● Directions
Each entry below needs to be copied exactly, with nothing dropped.

● Excerpted records
----

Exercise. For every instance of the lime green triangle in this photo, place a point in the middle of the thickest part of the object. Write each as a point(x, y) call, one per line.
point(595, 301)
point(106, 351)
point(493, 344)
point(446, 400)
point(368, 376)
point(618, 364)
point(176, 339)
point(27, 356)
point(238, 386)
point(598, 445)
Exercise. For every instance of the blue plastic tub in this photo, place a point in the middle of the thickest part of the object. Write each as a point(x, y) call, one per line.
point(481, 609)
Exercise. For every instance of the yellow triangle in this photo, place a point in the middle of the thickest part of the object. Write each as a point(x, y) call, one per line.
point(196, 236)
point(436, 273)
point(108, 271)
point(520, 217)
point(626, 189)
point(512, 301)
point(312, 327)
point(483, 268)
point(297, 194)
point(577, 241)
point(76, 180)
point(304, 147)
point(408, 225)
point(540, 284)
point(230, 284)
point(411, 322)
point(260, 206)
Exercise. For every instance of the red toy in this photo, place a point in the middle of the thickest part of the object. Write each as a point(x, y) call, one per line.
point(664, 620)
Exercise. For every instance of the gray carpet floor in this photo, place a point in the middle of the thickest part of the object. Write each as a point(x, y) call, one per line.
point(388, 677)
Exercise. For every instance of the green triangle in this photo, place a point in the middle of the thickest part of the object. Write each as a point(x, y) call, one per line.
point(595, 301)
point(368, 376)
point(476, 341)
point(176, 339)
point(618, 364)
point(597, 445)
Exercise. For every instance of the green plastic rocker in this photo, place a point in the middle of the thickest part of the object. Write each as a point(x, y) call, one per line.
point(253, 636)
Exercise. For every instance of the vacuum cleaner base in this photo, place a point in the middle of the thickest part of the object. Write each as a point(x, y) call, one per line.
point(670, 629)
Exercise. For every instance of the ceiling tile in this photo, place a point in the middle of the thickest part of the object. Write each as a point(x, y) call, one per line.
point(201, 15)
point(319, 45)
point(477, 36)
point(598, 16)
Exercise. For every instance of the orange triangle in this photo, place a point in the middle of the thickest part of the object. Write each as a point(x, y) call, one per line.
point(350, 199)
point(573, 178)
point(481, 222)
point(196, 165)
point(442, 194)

----

● Solved problem
Exercise. For every instance of the lime green triangle in this photo, place a point in the middle of the thickest part of the object. Write each as a point(x, y) call, one per line.
point(595, 301)
point(106, 351)
point(493, 344)
point(446, 400)
point(368, 376)
point(618, 364)
point(176, 339)
point(27, 356)
point(238, 386)
point(598, 445)
Exercise. For every instance of the blue plastic tub in this photo, place a point in the middle of the thickest part of the object. Write each as a point(x, y) call, one per line.
point(481, 609)
Exercise. For every instance of the yellow triangle in this photo, place a point in the middle of the thickest part of the object. Write each as a point(x, y) call, one per line.
point(196, 236)
point(436, 273)
point(108, 271)
point(520, 217)
point(626, 189)
point(512, 301)
point(312, 327)
point(483, 268)
point(297, 194)
point(577, 241)
point(76, 180)
point(304, 147)
point(408, 225)
point(540, 284)
point(230, 284)
point(411, 322)
point(260, 206)
Exercise. For every instance of the red toy in this photo, place a point in the middle of the thickest part of the object. Write each as a point(x, y) call, one per line.
point(664, 620)
Exercise. For every instance of the gray carpet floor in this photo, place a point in the middle of the thickest part of the object. Write each as a point(x, y) call, one per line.
point(388, 677)
Exercise. For every instance of the green triangle in this photo, place a point in the middle of the thickest part of the object. Write each as a point(x, y) call, one per line.
point(595, 301)
point(368, 376)
point(476, 341)
point(176, 339)
point(618, 364)
point(597, 445)
Exercise. For every instance of the green plastic rocker in this photo, place a point in the middle of the thickest part of the object. Write each as a point(x, y) call, one per line.
point(253, 636)
Exercise. For every instance of the vacuum cleaner base in this photo, place a point in the middle of the thickest part of the object. Write each as a point(x, y) call, one per line.
point(670, 629)
Exercise. For every instance of the ceiling tile in this photo, place a point in the middle of the thickest part of the object. Write each as a point(x, y) call, one per line.
point(201, 15)
point(319, 45)
point(477, 36)
point(598, 16)
Exercise. For every instance of the orange triangle in this photo, place a point in the middle of the thickest part of the object. Write each as a point(x, y) call, one per line.
point(350, 199)
point(573, 178)
point(481, 222)
point(196, 165)
point(442, 194)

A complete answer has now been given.